EXTRACTED ENTRIES section start
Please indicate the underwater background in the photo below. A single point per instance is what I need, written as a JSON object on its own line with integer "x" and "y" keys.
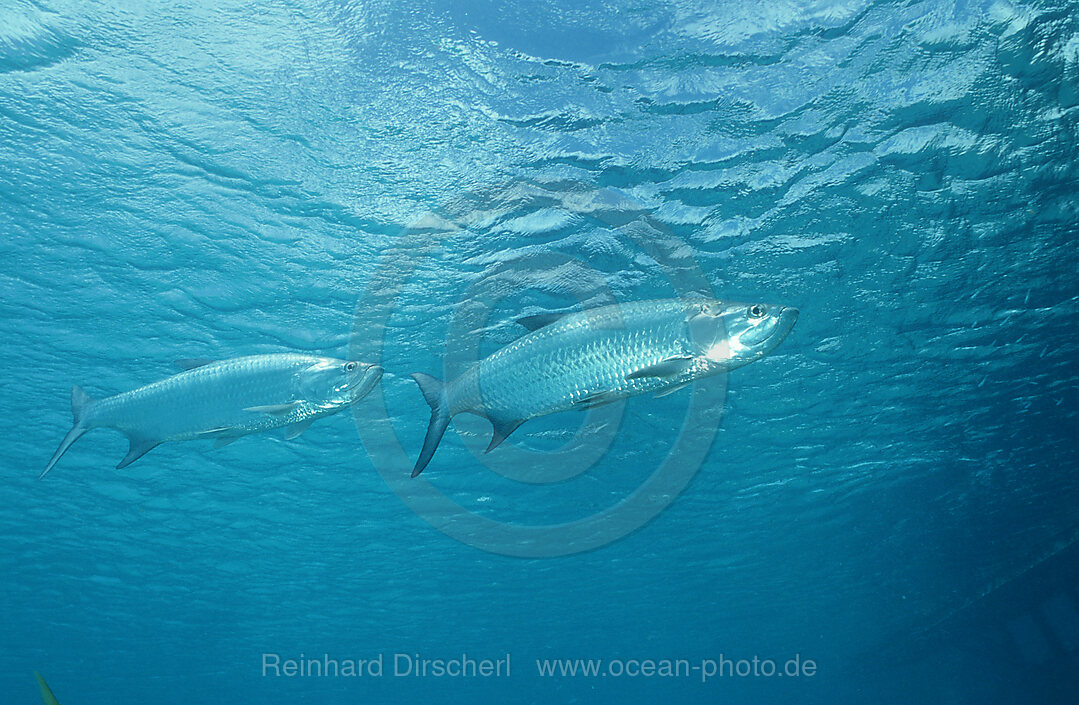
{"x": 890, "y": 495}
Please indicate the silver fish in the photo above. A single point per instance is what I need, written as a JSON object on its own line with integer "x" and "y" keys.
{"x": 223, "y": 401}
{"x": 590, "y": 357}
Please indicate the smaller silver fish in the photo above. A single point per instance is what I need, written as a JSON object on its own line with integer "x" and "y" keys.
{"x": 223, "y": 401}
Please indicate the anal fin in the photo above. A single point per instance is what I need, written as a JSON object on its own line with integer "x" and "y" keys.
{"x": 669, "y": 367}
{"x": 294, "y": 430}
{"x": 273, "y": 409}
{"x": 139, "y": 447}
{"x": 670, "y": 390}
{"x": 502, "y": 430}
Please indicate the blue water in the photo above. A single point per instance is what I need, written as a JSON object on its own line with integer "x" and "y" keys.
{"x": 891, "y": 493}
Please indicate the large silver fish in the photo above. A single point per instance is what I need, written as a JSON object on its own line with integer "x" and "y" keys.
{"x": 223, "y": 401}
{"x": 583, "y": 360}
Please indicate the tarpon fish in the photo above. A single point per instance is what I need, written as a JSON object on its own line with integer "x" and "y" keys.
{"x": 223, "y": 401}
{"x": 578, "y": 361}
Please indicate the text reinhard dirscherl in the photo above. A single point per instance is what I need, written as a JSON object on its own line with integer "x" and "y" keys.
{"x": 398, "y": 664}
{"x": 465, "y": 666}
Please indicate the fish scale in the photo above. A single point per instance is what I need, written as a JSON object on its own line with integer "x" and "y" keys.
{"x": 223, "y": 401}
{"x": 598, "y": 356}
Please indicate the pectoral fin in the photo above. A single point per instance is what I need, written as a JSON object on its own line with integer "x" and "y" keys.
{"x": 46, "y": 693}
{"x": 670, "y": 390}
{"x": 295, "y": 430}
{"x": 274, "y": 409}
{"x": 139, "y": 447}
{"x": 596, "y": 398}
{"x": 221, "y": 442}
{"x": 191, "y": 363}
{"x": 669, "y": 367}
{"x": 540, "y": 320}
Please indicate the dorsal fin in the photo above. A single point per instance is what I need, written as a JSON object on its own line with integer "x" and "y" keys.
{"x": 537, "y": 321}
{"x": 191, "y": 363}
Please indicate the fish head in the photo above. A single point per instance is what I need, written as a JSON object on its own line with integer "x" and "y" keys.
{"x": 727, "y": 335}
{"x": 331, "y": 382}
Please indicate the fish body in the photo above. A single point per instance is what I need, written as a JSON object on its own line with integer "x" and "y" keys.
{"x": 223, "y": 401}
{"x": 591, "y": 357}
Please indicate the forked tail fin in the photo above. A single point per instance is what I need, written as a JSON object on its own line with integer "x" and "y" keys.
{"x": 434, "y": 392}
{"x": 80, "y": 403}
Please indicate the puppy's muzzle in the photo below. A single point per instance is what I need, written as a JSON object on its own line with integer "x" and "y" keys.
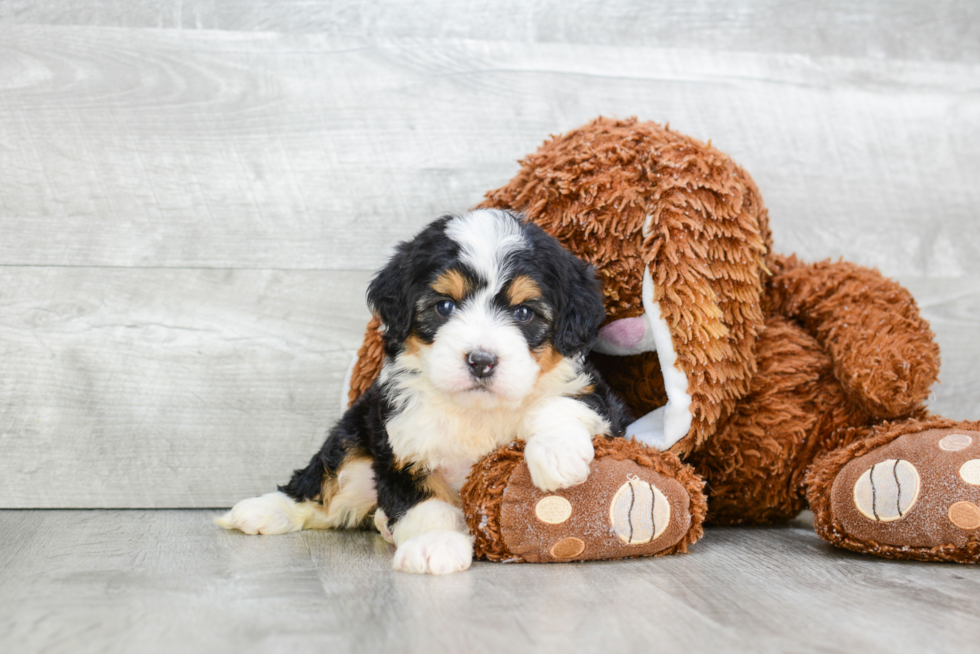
EXTRACTED ENTRIES section end
* ASSIGNMENT:
Return only what lies between the line containing "Please indicate the fish scale" and the last line of the listing, those two lines included, exactly as written and with no pictures.

* ANSWER SECTION:
Please indicate the fish scale in the photo above. A single point per instance is what I need, written as a JSON object on its own line with integer "x" and "y" keys.
{"x": 223, "y": 401}
{"x": 598, "y": 356}
Please indicate the pectoral fin in the photo above. A single point per instance is what I need, written as a JSON object on its own line with integer "x" and "y" keys.
{"x": 46, "y": 693}
{"x": 670, "y": 390}
{"x": 295, "y": 430}
{"x": 274, "y": 409}
{"x": 139, "y": 447}
{"x": 596, "y": 398}
{"x": 221, "y": 442}
{"x": 191, "y": 363}
{"x": 669, "y": 367}
{"x": 540, "y": 320}
Please indicate the dorsal fin in the photo above. A single point per instance is what I need, written as a JSON object on its own line with integer "x" and "y" keys.
{"x": 537, "y": 321}
{"x": 191, "y": 363}
Please indicate the fish head in the photo above. A single point per instance is what I need, written as a JSON object on its own line with integer "x" and "y" keys.
{"x": 727, "y": 335}
{"x": 331, "y": 382}
Please indicate the fish body in the photo above. A single point per instance is what I need, written as a JSON object on its own line with integer "x" and "y" keys.
{"x": 223, "y": 401}
{"x": 591, "y": 357}
Please indicate the forked tail fin in the photo above. A single point per instance is what I need, written as a JSON object on its own line with integer "x" and "y" keys.
{"x": 434, "y": 392}
{"x": 80, "y": 403}
Please indicate the puppy's muzzle in the photo below. A single point per instance is what I need, written as a JSON object on its own line with integer "x" and "y" keys.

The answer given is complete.